Problem requirements: Show every line below where "glowing" can be found.

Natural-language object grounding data
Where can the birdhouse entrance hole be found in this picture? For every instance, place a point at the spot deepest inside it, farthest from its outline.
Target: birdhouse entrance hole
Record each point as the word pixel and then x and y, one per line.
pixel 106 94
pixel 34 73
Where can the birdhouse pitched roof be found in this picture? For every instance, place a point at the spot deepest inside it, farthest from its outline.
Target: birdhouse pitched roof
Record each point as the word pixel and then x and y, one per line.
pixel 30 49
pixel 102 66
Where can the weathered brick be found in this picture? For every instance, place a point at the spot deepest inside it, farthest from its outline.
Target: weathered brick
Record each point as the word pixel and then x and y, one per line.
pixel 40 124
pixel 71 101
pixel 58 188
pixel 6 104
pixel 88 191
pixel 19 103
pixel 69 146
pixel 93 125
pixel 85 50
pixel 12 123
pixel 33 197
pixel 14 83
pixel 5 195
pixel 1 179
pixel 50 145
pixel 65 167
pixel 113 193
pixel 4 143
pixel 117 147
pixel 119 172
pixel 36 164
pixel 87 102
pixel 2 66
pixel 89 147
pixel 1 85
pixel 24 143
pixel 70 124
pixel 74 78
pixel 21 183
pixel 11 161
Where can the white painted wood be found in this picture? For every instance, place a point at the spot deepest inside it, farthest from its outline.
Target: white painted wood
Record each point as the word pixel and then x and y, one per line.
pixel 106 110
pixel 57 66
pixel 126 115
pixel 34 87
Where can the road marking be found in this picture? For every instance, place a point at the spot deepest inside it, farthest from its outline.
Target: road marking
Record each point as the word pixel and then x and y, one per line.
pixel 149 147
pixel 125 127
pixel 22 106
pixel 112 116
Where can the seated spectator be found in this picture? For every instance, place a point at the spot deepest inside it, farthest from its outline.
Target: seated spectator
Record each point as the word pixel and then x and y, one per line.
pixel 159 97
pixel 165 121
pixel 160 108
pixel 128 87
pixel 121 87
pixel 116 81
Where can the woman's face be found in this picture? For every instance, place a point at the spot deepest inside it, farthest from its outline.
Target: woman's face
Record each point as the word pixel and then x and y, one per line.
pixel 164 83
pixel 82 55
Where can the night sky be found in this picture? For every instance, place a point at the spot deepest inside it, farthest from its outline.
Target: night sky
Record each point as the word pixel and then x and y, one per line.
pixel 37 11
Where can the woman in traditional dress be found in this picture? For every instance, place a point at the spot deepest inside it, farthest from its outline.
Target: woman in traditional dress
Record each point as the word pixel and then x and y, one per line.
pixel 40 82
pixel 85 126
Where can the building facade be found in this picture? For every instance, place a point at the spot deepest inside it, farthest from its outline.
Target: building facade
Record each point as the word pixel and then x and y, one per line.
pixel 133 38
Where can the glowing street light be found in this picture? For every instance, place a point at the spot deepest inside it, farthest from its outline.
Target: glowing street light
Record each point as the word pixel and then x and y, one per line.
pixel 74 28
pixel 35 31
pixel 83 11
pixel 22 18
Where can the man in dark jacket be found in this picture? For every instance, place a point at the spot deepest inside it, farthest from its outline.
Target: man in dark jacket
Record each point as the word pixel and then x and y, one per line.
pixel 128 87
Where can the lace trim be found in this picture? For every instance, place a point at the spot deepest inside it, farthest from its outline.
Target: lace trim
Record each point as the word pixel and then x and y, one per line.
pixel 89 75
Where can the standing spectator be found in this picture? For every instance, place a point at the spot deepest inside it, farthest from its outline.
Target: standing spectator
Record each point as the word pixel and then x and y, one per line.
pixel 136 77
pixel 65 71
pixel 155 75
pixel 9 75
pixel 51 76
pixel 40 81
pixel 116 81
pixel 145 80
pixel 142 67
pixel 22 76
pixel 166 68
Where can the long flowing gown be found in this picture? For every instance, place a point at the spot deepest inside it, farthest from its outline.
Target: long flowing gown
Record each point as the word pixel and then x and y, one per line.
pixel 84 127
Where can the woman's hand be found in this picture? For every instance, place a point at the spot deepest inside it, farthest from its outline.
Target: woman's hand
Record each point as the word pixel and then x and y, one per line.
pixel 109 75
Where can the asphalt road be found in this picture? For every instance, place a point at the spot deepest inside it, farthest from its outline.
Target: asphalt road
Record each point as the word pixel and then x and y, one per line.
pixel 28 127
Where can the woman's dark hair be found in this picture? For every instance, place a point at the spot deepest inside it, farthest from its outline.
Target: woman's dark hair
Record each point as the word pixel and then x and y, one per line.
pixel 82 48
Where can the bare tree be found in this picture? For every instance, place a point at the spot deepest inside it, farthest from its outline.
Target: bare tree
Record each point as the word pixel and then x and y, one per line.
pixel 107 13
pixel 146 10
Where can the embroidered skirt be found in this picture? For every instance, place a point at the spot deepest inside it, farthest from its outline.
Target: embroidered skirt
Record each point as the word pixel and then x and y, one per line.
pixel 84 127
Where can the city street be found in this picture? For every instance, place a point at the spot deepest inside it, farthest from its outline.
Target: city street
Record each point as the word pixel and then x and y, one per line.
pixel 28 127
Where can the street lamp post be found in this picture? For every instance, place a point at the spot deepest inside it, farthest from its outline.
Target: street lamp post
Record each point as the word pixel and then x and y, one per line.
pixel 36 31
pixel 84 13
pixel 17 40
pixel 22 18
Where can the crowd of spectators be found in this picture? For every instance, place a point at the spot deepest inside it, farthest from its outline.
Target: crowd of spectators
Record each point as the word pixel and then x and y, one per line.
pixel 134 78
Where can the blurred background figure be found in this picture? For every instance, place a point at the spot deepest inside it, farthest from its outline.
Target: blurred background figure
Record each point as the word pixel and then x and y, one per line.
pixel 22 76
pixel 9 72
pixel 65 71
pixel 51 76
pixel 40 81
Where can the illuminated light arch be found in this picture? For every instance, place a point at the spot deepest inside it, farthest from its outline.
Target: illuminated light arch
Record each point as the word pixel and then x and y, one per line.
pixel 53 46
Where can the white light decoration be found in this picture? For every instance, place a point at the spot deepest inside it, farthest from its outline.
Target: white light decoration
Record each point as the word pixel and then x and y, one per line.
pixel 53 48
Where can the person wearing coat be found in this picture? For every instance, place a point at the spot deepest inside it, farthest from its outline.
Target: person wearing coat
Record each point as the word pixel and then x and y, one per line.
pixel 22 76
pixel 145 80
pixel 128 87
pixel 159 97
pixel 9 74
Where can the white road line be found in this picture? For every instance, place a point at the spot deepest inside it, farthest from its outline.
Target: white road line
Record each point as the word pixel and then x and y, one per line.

Result below:
Where can the glowing street light be found in this picture? For every instance, place a point at the spot deepest inside it, farthest from its outline.
Target: glowing street light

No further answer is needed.